** STORED DATA follows **

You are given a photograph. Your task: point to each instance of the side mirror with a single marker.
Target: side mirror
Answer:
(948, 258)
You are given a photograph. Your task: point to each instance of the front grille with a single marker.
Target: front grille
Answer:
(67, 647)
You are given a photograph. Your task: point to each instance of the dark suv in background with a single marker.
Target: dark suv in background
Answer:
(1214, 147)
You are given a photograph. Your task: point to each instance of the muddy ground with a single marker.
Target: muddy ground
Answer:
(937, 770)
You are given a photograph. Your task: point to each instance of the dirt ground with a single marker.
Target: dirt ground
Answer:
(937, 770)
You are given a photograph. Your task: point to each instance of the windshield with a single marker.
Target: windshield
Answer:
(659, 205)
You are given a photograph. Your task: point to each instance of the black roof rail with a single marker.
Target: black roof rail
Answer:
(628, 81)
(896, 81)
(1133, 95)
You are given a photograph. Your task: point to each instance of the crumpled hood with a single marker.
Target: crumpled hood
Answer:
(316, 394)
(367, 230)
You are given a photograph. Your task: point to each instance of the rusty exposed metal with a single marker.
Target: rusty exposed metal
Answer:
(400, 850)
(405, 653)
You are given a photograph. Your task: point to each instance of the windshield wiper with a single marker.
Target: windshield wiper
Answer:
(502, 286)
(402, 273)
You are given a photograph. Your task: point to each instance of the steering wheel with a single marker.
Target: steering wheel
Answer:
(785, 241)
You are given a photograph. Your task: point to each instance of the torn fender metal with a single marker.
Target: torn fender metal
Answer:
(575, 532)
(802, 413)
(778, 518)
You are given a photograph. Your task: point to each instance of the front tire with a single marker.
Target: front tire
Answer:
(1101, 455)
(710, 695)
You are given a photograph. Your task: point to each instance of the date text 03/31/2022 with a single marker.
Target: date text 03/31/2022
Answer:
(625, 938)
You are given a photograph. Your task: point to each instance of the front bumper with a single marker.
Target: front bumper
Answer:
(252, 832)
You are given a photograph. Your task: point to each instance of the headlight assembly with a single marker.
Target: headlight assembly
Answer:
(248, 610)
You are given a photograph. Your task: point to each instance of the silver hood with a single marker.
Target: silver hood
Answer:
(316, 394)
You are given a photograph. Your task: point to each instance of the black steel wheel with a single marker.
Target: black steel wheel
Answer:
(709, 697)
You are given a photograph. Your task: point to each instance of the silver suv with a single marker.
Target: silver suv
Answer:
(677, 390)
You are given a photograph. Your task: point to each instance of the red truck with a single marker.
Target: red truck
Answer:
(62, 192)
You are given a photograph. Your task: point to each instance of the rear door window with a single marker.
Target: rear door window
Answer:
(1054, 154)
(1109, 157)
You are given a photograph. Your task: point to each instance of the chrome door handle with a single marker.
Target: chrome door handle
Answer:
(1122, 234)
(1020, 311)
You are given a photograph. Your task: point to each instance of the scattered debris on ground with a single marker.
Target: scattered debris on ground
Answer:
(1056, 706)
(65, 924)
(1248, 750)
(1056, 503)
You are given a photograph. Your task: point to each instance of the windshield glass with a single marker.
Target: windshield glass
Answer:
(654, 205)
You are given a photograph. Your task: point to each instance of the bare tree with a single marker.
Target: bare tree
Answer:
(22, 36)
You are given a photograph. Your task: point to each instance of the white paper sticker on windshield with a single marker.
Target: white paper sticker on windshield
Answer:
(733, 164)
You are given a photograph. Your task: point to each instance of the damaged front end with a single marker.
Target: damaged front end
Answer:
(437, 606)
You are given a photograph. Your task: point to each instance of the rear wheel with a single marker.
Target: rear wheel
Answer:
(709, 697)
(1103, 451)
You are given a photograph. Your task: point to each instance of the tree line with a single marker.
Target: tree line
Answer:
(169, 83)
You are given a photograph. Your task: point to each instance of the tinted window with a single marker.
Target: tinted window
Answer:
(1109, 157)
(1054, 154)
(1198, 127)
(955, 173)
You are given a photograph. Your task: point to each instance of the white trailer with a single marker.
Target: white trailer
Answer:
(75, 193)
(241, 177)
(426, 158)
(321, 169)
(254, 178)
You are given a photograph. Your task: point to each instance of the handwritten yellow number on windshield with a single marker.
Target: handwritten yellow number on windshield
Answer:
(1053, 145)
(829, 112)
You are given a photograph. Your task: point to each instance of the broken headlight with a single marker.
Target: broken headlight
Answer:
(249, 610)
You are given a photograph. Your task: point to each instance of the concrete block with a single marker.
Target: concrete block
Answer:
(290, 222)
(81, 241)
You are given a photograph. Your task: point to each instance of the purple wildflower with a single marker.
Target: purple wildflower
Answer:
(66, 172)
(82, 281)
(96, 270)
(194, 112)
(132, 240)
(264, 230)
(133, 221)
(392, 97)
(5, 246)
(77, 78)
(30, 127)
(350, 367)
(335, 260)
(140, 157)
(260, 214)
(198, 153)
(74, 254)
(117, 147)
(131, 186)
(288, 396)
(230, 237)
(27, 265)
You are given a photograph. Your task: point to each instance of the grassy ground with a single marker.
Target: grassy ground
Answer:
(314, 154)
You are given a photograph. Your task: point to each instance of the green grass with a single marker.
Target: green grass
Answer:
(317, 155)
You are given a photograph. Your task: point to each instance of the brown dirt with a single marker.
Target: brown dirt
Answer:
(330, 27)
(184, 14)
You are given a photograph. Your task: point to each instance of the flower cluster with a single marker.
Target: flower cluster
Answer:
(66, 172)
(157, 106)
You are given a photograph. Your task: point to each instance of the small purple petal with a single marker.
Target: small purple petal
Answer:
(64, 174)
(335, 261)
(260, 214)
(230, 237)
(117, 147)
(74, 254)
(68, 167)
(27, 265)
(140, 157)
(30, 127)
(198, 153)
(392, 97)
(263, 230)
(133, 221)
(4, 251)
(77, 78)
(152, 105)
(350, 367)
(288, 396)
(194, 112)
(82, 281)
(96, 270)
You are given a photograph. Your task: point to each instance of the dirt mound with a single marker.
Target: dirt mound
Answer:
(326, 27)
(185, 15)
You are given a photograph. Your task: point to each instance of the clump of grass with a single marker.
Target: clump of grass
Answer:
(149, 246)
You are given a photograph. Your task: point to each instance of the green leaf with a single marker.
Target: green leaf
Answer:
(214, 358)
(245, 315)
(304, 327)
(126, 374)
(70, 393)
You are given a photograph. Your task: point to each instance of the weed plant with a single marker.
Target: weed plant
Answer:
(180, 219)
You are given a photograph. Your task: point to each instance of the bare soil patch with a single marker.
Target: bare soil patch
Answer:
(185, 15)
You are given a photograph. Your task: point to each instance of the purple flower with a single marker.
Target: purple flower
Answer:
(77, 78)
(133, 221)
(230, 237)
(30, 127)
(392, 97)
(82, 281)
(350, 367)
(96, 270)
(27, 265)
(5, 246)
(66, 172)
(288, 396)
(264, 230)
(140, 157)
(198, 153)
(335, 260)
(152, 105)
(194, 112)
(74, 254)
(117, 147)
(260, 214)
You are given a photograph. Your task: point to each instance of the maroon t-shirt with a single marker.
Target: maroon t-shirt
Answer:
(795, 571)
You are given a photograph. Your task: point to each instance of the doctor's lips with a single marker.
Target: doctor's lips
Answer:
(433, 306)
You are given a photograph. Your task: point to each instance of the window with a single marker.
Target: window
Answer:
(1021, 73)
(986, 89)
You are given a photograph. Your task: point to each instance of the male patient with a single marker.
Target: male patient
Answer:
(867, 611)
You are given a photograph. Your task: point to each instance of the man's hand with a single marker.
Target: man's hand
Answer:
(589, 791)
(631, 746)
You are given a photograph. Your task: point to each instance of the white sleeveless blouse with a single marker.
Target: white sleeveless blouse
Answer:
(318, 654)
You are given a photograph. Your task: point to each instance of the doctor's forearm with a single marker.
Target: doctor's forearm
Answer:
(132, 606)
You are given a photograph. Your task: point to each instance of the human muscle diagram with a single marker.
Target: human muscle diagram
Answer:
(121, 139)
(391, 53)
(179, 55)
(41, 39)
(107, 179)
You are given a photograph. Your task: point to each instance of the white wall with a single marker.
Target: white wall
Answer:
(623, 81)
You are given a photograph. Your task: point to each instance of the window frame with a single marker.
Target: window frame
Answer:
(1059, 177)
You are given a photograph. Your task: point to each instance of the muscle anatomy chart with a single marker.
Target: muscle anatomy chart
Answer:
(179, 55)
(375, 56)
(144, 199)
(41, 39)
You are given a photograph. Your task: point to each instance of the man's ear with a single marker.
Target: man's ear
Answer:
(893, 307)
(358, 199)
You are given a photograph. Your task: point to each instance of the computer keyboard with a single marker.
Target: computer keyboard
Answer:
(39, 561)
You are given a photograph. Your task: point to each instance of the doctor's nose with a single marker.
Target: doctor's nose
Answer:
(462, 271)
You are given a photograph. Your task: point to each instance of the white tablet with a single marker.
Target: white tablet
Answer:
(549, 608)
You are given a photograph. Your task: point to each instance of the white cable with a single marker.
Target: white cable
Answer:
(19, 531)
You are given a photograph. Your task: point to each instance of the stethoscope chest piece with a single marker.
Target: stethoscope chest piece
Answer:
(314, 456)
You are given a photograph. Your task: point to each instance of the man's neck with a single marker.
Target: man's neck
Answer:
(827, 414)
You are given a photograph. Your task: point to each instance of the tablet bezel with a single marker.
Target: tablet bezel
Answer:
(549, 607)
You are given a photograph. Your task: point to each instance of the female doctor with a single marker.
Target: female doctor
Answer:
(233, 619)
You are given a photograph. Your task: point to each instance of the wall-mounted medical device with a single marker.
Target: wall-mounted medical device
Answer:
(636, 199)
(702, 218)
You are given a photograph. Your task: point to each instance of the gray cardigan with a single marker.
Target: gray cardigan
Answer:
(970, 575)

** End of STORED DATA **

# [HOW TO COMPLETE THIS TASK]
Identify the lines of the data that contain the word "text". Copy each of them.

# [ANSWER]
You are given a photograph. Your task: point to each instance of the date text 03/31/2022 with a single marker.
Target: date text 03/31/2022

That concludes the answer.